** Exercises **
**1)** In the PC upgrade write-up, what resolution does the author play single-player AAA games at?
**2)** List every symptom the PC upgrade write-up gives as a sign that the 7700K was starting to show its age.
**3)** Extend the PC upgrade write-up, beginning after its final sentence.

** Page **
>>>
I upgraded only my CPU and motherboard while keeping everything else the same. Memory/RAM pricing has gone completely stupid. DDR5 prices have quadrupled, and DDR4 prices have tripled. The AI boom bubble has pushed demand through the roof, and I was not interested in paying the inflated prices to upgrade to a new platform.
The Upgrade
The CPU was the bottleneck in the system. When gaming at 3840x1600, the GPU is often the limiter, but the CPU can still bottleneck by failing to feed the GPU fast enough. The 7700K was starting to show its age through:
- stuttering
- inconsistent frame pacing
- minimum FPS drops
Current Build
This build started life in the Intel i7 7700K era from 2017. It is a great example of why "my PC is fine" stayed true for years, then suddenly games started expecting more than 4 cores.
I play single-player AAA games at 3840x1600 and I aim for a minimum of 60 FPS. I use DLSS where possible, and in a few games, I have used FSR3 frame generation mods to stretch the hardware lifespan further.
| COMPONENT | ITEM |
|---|---|
| CPU | Intel i7 7700K (Delidded) |
| MOBO | ASRock Z270M Pro4 |
| RAM | Corsair Vengeance LED 32GB 3200Mhz C16 |
| GPU | ASUS TUF RTX 3080 Ti |
| SSD (OS) | Samsung 960 EVO 1TB |
| SSD (GAMES) | Kingston A2000 1TB |
| PSU | Corsair SF750 |
| CPU FAN | Noctua NH-L9i |
| CASE | SAMA IM-01 |
| MONITOR | Alienware AW3821DW |
Staying with DDR4
Most of the popular modern gaming CPUs and platforms from both Intel and AMD require DDR5. Upgrading my CPU would also require both a motherboard and RAM upgrade. It's currently not a cheap upgrade when RAM is involved.
This rules out a bunch of the current default recommendations, like the Ryzen 7 7800X3D or 9800X3D, because even if the CPU pricing makes sense, the RAM cost does not.
The only choice I had was to upgrade to a platform/CPU that still worked with DDR4, while keeping everything else compatible.
CPU (Ryzen 7 5700X)
The i7 7700K is a 2017 CPU. Even at 3840x1600, where most games are GPU-bound, it was increasingly showing its age when faced with minimum FPS, frame pacing, and stuttering.
Games are also just better at using more cores than they used to be. A 4C/8T CPU can still deliver a decent average FPS, but it is much more likely to hit 100% CPU usage spikes in busy scenes and cause hitching.
<<<
(Records from a dataset)
>>>
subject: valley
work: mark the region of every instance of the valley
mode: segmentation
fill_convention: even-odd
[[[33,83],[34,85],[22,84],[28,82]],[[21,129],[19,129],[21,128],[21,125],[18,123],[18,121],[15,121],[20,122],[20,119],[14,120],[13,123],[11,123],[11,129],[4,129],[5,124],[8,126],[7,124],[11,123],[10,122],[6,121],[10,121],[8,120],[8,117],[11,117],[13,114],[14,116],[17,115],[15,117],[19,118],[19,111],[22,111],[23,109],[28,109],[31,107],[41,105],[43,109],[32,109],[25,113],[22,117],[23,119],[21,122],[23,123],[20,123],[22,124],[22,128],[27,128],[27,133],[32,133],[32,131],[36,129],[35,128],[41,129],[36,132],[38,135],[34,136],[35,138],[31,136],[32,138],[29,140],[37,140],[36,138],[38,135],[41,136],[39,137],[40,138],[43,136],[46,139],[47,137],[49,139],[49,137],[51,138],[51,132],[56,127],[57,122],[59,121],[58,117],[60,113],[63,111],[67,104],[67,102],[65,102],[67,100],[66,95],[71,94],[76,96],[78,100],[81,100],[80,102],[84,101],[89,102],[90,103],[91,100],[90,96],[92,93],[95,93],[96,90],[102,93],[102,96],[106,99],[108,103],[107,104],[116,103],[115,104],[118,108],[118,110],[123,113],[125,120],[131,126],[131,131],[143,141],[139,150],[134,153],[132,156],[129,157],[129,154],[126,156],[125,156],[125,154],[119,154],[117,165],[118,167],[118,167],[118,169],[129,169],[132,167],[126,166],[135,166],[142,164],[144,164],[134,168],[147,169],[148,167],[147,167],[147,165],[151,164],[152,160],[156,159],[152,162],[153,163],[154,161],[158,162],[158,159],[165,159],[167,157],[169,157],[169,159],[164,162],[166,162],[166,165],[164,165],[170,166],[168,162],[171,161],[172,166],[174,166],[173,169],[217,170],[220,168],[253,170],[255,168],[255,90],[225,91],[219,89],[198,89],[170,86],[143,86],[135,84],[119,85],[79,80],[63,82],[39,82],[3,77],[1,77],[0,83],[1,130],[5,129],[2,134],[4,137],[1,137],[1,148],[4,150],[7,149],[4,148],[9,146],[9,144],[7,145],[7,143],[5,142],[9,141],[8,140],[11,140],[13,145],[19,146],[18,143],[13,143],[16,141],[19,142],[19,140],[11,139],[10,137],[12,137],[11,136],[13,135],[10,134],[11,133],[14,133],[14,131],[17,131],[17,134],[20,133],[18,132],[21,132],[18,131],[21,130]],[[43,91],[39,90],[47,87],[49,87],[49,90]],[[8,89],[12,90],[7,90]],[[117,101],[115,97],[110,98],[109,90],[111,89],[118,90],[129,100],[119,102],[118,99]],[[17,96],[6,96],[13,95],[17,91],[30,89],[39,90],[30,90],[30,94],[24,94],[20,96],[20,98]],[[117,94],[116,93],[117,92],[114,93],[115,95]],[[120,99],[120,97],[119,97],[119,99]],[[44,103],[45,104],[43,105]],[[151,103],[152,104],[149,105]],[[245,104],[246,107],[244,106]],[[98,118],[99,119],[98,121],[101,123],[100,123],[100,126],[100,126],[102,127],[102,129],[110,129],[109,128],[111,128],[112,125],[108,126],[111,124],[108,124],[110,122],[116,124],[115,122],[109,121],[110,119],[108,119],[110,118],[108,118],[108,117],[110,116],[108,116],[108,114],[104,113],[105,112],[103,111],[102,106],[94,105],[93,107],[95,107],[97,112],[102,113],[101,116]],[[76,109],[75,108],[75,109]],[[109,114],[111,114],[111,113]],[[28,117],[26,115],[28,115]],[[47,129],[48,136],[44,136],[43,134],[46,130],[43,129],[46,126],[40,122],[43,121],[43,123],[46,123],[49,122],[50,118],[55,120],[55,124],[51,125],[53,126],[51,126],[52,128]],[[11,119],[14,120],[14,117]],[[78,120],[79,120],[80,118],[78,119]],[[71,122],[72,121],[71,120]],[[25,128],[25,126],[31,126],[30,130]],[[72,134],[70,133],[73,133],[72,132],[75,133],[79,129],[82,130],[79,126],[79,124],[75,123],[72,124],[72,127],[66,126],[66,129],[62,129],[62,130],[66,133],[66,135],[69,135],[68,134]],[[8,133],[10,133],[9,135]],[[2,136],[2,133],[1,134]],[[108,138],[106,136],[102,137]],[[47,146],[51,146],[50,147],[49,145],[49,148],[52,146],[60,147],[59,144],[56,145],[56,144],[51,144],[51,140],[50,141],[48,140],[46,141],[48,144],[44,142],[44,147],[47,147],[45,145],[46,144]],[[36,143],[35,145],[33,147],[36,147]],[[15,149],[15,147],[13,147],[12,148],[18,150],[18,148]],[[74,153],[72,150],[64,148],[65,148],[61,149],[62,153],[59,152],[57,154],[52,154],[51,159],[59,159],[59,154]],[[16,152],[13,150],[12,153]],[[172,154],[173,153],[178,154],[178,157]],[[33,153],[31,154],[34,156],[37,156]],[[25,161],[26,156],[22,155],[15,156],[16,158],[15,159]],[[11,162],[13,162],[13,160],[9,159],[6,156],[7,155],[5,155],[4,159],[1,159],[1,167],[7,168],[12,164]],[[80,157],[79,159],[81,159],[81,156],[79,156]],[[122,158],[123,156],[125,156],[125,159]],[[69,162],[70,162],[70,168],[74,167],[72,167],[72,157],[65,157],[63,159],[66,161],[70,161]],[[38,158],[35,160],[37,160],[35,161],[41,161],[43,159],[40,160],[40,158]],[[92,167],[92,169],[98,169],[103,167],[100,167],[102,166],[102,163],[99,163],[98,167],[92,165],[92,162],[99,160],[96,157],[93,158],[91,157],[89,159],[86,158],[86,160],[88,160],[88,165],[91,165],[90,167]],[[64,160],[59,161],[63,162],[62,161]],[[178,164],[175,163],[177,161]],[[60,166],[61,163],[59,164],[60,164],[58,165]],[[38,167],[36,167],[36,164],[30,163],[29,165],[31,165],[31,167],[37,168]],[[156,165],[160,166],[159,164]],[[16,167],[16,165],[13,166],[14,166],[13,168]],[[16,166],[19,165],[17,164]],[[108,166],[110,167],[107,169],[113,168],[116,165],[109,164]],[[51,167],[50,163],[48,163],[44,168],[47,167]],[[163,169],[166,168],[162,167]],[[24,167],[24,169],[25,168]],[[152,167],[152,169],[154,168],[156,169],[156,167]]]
<<<
>>>
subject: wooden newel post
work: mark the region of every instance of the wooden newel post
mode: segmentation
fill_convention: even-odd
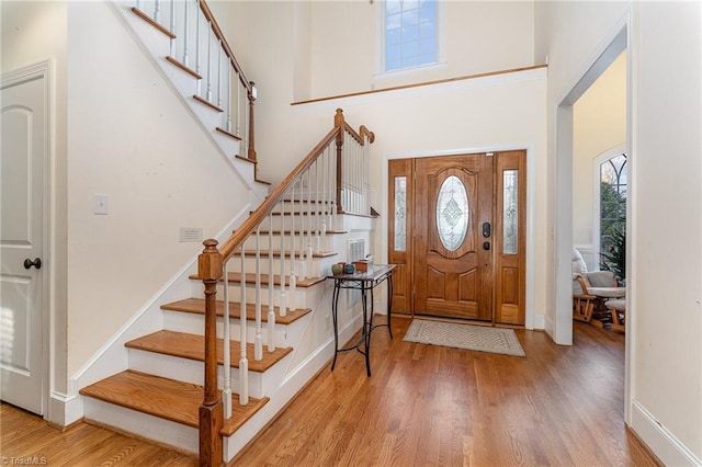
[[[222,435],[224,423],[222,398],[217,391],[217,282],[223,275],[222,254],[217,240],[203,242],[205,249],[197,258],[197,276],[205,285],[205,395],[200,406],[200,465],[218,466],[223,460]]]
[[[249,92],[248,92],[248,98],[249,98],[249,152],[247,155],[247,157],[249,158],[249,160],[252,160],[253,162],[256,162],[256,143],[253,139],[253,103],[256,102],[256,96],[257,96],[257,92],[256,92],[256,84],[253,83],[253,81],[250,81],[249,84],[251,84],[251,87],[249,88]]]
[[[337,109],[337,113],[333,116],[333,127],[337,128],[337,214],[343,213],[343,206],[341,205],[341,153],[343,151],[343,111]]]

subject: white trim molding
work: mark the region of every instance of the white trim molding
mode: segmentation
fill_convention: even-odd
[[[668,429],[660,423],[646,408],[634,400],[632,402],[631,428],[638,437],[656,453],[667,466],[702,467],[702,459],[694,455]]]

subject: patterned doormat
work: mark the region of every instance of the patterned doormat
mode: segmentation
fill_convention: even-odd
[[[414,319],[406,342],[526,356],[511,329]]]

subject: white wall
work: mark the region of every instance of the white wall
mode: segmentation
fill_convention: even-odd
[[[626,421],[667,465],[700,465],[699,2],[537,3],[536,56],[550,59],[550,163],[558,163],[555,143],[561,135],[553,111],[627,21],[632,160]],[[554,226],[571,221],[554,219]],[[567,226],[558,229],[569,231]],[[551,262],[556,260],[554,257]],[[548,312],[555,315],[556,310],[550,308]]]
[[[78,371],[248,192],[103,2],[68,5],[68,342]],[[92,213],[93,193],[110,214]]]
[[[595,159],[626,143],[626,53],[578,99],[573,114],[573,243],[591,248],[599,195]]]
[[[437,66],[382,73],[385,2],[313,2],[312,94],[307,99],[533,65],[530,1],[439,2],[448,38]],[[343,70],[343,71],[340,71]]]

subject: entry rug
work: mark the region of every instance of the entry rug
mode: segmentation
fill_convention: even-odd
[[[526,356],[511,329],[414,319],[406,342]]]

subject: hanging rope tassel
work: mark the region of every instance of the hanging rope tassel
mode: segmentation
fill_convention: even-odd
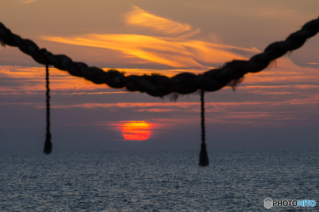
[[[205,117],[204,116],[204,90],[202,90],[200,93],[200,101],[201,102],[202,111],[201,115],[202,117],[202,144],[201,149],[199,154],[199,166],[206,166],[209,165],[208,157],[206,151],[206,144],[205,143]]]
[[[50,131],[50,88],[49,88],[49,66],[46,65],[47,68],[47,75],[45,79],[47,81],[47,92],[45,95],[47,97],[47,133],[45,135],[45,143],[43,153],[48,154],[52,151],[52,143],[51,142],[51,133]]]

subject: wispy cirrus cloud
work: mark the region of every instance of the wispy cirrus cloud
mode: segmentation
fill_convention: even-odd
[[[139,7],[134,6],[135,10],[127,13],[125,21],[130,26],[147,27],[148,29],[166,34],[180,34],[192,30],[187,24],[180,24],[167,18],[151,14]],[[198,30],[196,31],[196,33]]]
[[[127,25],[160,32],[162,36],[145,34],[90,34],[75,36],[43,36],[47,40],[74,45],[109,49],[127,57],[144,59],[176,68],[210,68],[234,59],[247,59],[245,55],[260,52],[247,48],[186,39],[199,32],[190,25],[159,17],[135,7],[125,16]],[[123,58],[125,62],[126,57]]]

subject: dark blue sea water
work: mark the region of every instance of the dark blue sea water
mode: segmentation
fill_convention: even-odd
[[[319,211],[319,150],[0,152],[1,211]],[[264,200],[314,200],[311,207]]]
<<<
>>>
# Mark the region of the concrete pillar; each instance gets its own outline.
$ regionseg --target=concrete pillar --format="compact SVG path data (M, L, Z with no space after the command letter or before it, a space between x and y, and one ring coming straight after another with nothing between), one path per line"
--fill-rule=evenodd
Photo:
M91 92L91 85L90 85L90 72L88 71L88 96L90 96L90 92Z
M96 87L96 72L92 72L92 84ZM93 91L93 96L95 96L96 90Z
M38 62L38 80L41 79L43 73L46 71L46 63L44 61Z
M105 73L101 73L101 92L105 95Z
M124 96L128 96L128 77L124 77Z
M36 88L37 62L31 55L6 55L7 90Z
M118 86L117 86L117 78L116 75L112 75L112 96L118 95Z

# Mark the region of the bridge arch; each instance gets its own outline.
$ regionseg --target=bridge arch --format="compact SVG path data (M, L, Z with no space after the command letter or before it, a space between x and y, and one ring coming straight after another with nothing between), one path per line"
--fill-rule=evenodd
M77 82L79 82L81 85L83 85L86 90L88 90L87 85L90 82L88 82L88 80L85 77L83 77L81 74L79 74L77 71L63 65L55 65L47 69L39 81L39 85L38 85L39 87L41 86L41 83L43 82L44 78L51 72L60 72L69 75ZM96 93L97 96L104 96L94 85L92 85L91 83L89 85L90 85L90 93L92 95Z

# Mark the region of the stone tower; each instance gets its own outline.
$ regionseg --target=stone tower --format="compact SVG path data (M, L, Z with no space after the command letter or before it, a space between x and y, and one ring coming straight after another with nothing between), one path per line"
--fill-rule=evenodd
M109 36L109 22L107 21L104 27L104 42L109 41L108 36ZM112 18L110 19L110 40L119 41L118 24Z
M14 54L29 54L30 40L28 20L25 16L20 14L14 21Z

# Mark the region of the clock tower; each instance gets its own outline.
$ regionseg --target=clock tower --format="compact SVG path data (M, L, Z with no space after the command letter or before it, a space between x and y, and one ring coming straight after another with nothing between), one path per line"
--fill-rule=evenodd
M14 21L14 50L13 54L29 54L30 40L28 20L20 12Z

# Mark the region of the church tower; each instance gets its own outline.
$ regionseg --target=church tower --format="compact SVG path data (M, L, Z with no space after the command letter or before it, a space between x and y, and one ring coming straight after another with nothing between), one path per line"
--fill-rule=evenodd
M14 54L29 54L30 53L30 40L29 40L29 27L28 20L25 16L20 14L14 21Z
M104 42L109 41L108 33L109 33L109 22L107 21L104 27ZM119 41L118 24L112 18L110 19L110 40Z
<<<
** Outputs in order **
**1)** 3840x1600

**2)**
- stuttering
- inconsistent frame pacing
- minimum FPS drops

**3)**
I went down the rabbit hole, finding the best CPU upgrade that still used DDR4:
| CPU | Notes |
|---|---|
| Ryzen 5600 / 5600X | 6C CPU, but I wanted 8C |
| Ryzen 5700 | A 5700G variant with smaller cache. |
| Ryzen 5700X | 8C/16T, efficient, good value. |
| Ryzen 5800X | A hotter version of the 5700X |
| Ryzen 5700X3D / 5800X3D | The best DDR4 gaming CPUs, but expensive |
| Ryzen 5900X / 5950X | Overkill for my gaming and runs hot |
I ended up buying an AMD Ryzen 7 5700X, but that meant replacing the motherboard since this was an Intel to AMD switch.
The other thing AMD does better than Intel is platform longevity. AM4 lasted forever, and AM5 looks like it will as well. Intel seems to change sockets constantly, which makes cheap upgrades harder.
I bought the 5700X from AliExpress for $188.02 AUD after all discounts (coupons, cashback, credits, etc.). These CPUs are EOL, and they are definitely used, but AliExpress is full of them, and the deals were better than what I was seeing locally.
Motherboard (X570)
AM4 has a bunch of chipsets (eight, depending on how you count). Wikipedia has a good comparison table.
In 2026, the two choices that mattered are B550 and X570:
| Feature | B550 | X570 |
|---|---|---|
| CPU PCIe Lanes | PCIe 4.0 | PCIe 4.0 |
| Chipset uplink to CPU | PCIe 3.0 x4 | PCIe 4.0 x4 |
| Chipset PCIe lanes | Mostly PCIe 3.0 | PCIe 4.0 |
| Chipset Fan | No | Yes |
In other words, B550 is not "bad". It is just a bit more constrained once you start adding extra NVMe drives, PCIe cards, or anything that benefits from faster chipset lanes. If you are only running a GPU and a single NVMe drive, B550 is usually the right choice.
The specific thing that pushed me to X570 is that B550 is mostly PCIe 3.0 on the chipset side. I have a PCIe 4.0 x1 10Gbps networking card. PCIe 3.0 x1 tops out at about 985 MB/s of real throughput (roughly 7.9 Gbit/s), which can bottleneck a 10GbE link under ideal conditions. PCIe 4.0 x1 doubles that, so it is basically the minimum I wanted.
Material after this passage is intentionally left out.